▶ **Objective**: Nothing but the lines from the one containing "pin: dark table" to the end of the data should be returned, each exactly as written.

▶ **Material for the task**:

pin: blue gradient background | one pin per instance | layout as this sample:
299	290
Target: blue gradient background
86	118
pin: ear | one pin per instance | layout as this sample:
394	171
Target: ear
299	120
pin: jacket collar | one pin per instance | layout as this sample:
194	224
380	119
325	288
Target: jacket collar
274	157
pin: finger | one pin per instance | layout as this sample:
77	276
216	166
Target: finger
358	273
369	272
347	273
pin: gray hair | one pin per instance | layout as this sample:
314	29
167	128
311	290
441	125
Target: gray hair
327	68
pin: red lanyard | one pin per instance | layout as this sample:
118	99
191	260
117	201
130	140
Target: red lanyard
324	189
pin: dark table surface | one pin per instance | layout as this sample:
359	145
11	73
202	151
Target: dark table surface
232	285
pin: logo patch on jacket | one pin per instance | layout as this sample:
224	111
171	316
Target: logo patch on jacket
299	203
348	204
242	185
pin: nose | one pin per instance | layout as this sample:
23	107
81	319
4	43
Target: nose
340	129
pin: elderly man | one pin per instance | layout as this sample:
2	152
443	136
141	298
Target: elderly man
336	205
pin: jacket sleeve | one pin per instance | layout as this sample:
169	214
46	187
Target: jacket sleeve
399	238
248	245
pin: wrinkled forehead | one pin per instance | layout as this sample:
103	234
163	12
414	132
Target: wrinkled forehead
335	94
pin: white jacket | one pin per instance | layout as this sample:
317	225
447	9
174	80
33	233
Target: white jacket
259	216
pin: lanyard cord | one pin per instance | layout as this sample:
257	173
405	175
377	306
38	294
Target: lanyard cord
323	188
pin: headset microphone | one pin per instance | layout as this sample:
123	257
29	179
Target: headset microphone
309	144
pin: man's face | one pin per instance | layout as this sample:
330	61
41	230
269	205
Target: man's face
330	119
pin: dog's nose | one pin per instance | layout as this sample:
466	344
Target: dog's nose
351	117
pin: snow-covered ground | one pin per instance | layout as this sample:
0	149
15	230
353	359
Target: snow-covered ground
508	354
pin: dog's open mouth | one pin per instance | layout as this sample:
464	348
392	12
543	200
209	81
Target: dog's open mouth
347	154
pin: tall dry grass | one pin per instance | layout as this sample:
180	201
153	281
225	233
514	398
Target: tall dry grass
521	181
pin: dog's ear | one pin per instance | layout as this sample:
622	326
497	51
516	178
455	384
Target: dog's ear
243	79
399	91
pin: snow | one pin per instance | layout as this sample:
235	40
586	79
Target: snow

▶ **Output of the exercise**:
pin: dark table surface | one pin per instance | layout as this sample:
359	145
11	73
202	151
Target: dark table surface
232	285
pin: logo patch on jacket | one pin per instance | layout as this sample:
224	111
171	316
Target: logo patch on jacket
299	203
348	204
242	185
pin: nose | one pin per instance | layout as this sample:
23	107
81	319
4	43
Target: nose
340	129
pin: elderly man | one pin per instance | layout as this sample:
2	152
443	136
141	298
Target: elderly man
336	205
pin: jacket sleeve | one pin per instance | layout as this sample:
169	214
46	187
Target: jacket sleeve
399	238
248	245
pin: wrinkled forehead | one pin per instance | layout as this sample:
103	234
163	12
414	132
Target: wrinkled forehead
335	94
pin: white jacket | one pin per instance | layout as this sample:
317	225
447	9
174	80
33	233
Target: white jacket
259	216
pin: lanyard cord | one pin per instance | layout as this sample:
257	173
405	175
377	306
38	294
Target: lanyard cord
323	188
pin: headset microphone | one pin per instance | layout as this sample:
123	257
29	179
Target: headset microphone
309	144
pin: man's face | one pin per instance | layout as this sample:
330	61
41	230
269	205
Target: man's face
330	119
pin: dog's nose | one pin per instance | layout as this sample:
466	344
Target: dog's nose
351	117
pin: snow-covered ground | one pin per instance | layout as this sample:
0	149
15	230
353	359
Target: snow-covered ground
508	354
pin: dog's open mouth | one pin per instance | layout as this sample:
464	348
392	12
543	200
209	81
Target: dog's open mouth
347	154
pin: tall dry grass | one pin per instance | layout as this sample:
180	201
153	281
225	233
514	398
Target: tall dry grass
521	181
pin: dog's ear | one pin per instance | layout as this sample:
622	326
497	51
516	178
455	384
Target: dog's ear
243	79
399	91
pin: snow | one pin per instance | layout as this sample:
235	40
586	79
Target: snow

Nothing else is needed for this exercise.